Assignment
Set down the entries below exactly; drop the pictures.

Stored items

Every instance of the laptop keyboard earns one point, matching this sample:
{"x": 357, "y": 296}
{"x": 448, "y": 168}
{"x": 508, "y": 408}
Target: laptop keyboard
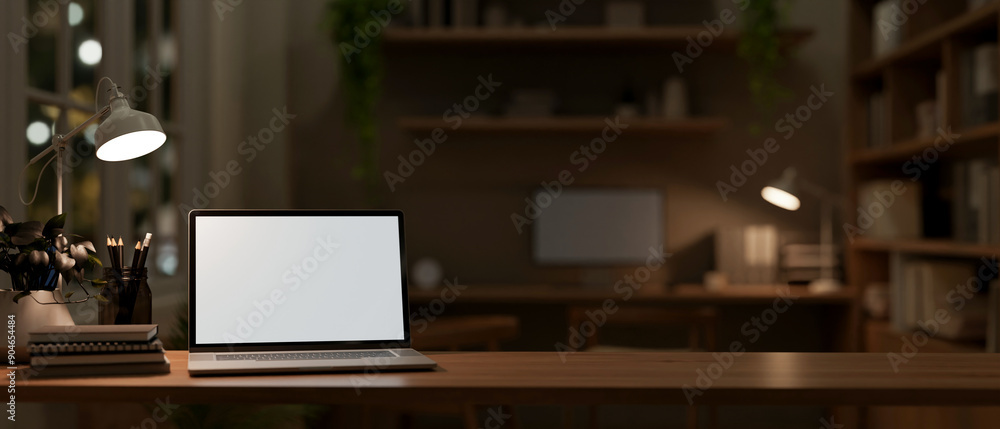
{"x": 305, "y": 356}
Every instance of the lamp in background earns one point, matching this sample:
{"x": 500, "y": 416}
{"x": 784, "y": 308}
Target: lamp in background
{"x": 123, "y": 134}
{"x": 784, "y": 192}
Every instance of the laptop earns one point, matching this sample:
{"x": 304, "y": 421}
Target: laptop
{"x": 282, "y": 291}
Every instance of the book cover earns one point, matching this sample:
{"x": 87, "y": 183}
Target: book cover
{"x": 92, "y": 333}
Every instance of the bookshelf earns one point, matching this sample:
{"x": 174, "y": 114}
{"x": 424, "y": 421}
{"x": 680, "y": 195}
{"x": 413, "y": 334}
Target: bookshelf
{"x": 933, "y": 59}
{"x": 703, "y": 127}
{"x": 584, "y": 37}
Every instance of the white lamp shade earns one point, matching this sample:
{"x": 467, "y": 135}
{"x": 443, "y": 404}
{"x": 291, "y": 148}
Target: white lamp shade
{"x": 780, "y": 198}
{"x": 127, "y": 134}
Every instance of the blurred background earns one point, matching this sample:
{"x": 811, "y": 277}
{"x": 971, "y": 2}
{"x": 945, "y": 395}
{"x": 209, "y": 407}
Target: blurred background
{"x": 546, "y": 153}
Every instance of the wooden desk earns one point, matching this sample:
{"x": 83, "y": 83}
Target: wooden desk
{"x": 586, "y": 378}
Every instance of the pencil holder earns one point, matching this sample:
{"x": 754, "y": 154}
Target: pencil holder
{"x": 127, "y": 298}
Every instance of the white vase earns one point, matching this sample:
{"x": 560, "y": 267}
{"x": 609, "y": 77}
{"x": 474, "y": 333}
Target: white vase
{"x": 29, "y": 315}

Response to this task
Every instance of the laptop keyboard earns one point, matching this sample:
{"x": 357, "y": 296}
{"x": 448, "y": 168}
{"x": 508, "y": 408}
Target: laptop keyboard
{"x": 305, "y": 356}
Every instance of the lamp in background earns one point, matching this sample:
{"x": 500, "y": 416}
{"x": 784, "y": 308}
Target: lamp in background
{"x": 123, "y": 134}
{"x": 784, "y": 192}
Every instance of the laptop earns one point, matching this sample:
{"x": 304, "y": 421}
Target: laptop
{"x": 282, "y": 291}
Every instance of the book cover earns one point, matching this sample:
{"x": 87, "y": 183}
Target: book cover
{"x": 92, "y": 333}
Every instance of the bookshelf earns one point, matching this sample:
{"x": 174, "y": 114}
{"x": 424, "y": 421}
{"x": 680, "y": 195}
{"x": 413, "y": 334}
Target: bookshelf
{"x": 933, "y": 59}
{"x": 703, "y": 127}
{"x": 584, "y": 37}
Every instance of the white lamp shade earns one point, matching this sample:
{"x": 467, "y": 135}
{"x": 443, "y": 404}
{"x": 291, "y": 148}
Target: white lamp shade
{"x": 780, "y": 198}
{"x": 127, "y": 134}
Every instance of the blurred background earns one point, matching this sample:
{"x": 811, "y": 277}
{"x": 971, "y": 2}
{"x": 945, "y": 395}
{"x": 209, "y": 407}
Target: blurred background
{"x": 546, "y": 153}
Every instance of the wooden desk earns one point, matching this sample:
{"x": 83, "y": 83}
Target: wooden desk
{"x": 586, "y": 378}
Every instance of the pencil holder earns one point, matching this sample:
{"x": 754, "y": 154}
Target: pencil holder
{"x": 127, "y": 298}
Every instance of the white vase earns one point, matching this sample:
{"x": 560, "y": 267}
{"x": 609, "y": 77}
{"x": 474, "y": 333}
Target: white vase
{"x": 29, "y": 315}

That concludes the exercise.